INSTRUCTIONS TO FOLLOW. Extract and repeat verbatim the lines of the data starting at the line containing "Place a point on every instance of the protective" and ending at the line containing "x=363 y=108", both included.

# START OF PROVIDED ENTRIES

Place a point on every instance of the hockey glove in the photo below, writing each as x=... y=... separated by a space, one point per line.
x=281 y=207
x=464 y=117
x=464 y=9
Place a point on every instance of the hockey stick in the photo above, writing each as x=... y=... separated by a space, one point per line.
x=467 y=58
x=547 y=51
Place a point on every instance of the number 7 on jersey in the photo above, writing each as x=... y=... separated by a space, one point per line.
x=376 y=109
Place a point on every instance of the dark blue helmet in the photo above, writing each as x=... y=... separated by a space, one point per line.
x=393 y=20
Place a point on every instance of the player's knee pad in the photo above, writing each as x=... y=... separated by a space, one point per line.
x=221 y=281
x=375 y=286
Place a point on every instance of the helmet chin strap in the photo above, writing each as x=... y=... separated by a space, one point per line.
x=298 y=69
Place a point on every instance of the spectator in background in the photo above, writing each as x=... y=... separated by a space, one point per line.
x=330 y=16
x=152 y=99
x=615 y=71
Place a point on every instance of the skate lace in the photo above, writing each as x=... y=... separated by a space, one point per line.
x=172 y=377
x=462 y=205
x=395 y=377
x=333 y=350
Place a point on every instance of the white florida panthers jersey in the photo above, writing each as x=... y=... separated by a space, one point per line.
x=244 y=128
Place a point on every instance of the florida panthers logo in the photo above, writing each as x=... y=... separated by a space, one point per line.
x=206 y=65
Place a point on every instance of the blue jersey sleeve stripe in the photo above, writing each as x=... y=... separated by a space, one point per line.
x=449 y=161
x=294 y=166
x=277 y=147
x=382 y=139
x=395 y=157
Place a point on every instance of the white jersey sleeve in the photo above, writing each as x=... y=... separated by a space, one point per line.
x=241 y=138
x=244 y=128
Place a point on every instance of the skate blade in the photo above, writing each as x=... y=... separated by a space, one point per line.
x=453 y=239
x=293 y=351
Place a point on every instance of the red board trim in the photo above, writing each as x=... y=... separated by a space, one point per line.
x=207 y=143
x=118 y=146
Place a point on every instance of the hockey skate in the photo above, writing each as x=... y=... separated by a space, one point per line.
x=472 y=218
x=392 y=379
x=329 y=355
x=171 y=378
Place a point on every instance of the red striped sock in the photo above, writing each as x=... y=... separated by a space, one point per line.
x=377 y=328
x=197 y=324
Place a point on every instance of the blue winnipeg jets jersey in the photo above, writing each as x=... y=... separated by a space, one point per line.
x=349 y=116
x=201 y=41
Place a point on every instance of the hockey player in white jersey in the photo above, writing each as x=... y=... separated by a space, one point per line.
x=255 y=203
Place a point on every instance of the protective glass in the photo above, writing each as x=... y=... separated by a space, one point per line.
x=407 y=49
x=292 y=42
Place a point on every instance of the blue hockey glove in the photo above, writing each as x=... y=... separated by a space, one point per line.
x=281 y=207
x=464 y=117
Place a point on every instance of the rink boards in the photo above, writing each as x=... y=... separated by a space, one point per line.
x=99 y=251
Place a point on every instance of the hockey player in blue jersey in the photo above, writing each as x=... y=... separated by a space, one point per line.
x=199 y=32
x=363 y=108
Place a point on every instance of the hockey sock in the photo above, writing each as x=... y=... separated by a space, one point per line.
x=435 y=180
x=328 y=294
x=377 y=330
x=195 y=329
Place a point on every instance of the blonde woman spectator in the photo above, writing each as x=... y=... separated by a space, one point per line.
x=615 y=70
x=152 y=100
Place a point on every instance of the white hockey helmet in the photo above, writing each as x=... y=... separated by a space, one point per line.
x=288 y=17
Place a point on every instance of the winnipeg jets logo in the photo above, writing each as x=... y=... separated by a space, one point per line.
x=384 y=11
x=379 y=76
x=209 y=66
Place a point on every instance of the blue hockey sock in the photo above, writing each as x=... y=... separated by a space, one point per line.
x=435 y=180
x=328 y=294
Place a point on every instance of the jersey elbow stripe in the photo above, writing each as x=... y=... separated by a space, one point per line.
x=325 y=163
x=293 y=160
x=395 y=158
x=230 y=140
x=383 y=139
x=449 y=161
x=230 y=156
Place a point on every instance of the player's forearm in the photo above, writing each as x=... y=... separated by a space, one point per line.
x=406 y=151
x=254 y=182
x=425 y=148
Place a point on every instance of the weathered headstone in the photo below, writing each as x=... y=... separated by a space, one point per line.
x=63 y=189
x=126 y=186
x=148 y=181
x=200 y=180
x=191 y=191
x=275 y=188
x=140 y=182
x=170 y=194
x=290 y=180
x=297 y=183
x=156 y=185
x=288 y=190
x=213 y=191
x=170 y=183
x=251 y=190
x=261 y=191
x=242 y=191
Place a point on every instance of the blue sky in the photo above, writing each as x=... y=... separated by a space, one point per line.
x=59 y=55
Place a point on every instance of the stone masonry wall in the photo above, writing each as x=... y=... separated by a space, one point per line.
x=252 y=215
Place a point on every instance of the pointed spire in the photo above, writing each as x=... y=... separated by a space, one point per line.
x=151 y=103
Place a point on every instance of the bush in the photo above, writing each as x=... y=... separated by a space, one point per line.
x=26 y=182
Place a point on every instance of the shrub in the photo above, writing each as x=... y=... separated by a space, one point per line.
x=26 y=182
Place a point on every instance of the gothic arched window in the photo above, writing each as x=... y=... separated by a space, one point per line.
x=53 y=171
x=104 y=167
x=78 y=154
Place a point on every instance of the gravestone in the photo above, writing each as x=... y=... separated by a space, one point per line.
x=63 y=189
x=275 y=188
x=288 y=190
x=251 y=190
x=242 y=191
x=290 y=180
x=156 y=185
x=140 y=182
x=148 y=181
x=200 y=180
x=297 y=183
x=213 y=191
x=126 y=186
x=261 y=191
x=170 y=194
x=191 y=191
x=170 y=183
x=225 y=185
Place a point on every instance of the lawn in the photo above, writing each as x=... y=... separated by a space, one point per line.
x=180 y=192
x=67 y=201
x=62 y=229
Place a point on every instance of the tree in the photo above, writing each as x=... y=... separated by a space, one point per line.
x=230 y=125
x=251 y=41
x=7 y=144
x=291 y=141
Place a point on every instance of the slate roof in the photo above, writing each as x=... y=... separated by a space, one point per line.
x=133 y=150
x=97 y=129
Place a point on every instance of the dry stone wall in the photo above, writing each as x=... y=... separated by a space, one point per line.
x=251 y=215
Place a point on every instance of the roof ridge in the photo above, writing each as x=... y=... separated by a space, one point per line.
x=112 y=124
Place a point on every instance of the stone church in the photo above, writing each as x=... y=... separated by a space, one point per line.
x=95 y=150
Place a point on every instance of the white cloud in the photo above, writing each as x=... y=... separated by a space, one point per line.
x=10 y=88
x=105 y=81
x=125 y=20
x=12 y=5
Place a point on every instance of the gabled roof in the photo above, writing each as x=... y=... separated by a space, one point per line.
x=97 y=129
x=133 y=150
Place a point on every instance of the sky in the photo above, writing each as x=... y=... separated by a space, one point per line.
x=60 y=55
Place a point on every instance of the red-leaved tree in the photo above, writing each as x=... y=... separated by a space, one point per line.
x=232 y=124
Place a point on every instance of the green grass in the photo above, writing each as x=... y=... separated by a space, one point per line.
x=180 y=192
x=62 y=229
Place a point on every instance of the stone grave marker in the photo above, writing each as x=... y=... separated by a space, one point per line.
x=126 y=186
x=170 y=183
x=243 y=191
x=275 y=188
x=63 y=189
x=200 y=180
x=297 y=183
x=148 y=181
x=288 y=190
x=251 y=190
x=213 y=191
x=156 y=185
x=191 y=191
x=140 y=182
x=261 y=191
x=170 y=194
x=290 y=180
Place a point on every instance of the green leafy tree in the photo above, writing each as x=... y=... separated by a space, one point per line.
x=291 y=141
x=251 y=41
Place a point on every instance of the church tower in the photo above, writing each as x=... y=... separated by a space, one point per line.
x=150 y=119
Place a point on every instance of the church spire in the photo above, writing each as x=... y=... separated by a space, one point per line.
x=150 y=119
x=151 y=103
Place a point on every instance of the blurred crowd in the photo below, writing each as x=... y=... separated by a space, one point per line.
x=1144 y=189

# END OF PROVIDED ENTRIES
# START OF PROVIDED ENTRIES

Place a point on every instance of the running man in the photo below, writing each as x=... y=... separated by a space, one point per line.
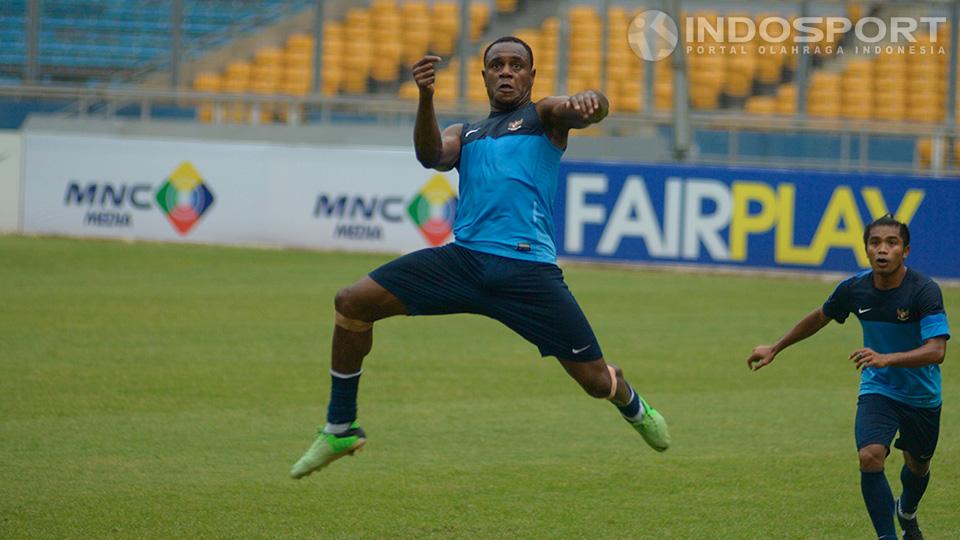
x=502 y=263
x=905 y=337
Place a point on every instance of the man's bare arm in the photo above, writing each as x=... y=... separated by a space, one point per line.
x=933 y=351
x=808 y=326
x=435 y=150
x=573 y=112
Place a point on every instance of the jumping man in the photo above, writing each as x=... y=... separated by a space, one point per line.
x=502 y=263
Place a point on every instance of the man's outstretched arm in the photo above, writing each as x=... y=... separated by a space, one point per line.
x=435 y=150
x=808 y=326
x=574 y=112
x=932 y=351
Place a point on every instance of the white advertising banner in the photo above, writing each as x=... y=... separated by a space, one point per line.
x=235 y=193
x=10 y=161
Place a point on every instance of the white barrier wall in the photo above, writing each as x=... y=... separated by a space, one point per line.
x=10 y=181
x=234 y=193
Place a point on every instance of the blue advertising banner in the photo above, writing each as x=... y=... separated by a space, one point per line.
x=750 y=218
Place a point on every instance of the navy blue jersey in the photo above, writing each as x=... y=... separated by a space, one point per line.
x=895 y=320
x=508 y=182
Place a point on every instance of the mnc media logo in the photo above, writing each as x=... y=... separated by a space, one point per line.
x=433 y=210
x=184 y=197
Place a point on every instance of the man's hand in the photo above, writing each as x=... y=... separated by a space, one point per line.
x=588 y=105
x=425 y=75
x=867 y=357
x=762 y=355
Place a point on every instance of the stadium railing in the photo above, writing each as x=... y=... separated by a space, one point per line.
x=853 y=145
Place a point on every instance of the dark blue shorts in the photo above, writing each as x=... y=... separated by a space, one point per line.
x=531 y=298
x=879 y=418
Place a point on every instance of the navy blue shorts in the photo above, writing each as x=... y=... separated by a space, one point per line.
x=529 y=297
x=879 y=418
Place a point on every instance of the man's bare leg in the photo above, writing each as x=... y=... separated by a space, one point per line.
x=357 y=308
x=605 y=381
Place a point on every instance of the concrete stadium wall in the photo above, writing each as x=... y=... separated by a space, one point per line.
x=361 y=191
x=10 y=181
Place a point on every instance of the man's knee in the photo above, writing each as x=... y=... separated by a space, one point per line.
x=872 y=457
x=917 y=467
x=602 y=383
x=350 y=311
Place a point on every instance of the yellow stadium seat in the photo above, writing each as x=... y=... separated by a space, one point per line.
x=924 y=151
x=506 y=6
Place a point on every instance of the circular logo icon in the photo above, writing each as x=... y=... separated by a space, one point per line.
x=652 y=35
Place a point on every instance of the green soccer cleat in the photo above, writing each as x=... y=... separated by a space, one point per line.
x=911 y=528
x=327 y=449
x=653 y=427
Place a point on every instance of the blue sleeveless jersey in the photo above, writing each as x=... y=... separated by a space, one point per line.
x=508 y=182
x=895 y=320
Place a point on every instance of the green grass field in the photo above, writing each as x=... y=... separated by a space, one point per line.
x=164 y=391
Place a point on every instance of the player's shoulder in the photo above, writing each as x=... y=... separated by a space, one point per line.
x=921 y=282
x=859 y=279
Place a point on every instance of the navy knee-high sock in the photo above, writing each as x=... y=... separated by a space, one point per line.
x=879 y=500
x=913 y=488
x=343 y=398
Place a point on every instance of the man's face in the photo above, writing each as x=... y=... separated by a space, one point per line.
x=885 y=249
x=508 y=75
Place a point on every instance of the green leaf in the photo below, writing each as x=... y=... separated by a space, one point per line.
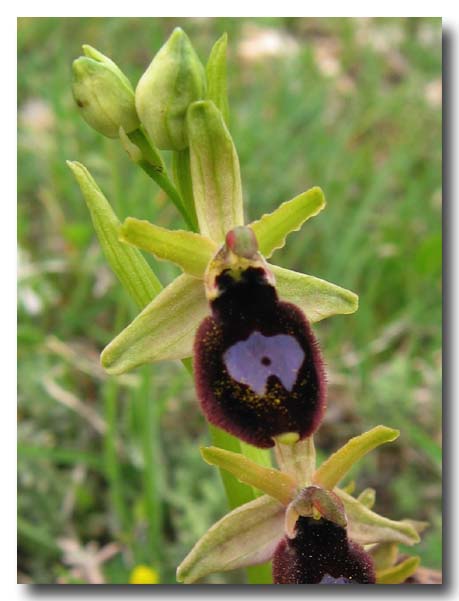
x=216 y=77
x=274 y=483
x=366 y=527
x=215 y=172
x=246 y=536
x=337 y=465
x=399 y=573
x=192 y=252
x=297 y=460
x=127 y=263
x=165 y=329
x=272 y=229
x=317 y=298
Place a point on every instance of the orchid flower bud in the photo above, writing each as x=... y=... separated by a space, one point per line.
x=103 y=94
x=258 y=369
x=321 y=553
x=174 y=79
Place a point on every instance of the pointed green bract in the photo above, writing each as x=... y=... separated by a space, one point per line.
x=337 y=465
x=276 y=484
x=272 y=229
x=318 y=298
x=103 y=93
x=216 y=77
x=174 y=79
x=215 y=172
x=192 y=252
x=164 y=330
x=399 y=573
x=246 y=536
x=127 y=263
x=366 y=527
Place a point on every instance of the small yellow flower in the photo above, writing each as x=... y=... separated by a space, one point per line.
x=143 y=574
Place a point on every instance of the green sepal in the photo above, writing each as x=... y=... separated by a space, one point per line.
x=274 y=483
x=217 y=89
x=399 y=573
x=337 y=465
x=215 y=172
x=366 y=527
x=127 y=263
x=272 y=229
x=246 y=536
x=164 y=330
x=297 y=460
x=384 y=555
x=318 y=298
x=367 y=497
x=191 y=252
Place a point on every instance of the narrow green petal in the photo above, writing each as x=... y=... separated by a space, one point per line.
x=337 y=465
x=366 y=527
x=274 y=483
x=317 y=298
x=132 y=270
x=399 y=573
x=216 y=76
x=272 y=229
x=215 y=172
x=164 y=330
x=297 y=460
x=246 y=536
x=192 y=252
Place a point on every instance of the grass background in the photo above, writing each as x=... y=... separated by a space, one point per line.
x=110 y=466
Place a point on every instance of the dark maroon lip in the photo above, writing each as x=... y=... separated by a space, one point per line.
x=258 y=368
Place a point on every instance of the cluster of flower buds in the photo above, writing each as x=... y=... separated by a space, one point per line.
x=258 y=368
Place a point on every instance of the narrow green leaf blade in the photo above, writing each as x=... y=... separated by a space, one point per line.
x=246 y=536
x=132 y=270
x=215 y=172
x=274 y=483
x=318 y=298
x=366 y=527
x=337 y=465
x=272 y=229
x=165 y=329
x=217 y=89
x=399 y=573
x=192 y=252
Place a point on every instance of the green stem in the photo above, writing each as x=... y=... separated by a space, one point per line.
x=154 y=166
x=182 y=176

# END OF PROVIDED ENTRIES

CORRECT OUTPUT.
Place a point on every instance of the protective glass in the photo above, writing each as x=... y=... separated by a space, one point per line.
x=407 y=49
x=292 y=42
Place a point on every instance of the blue hockey glove in the photo above, writing each as x=... y=... separated by a space, one point per line.
x=281 y=207
x=464 y=117
Place a point on every instance of the rink boards in the photo above, writing each as x=... y=... separated by a space, one point per line.
x=99 y=251
Place a point on every instance of the hockey player in blue jersey in the photo above, writing each as x=... y=... separated by a space, one point per line.
x=199 y=32
x=363 y=108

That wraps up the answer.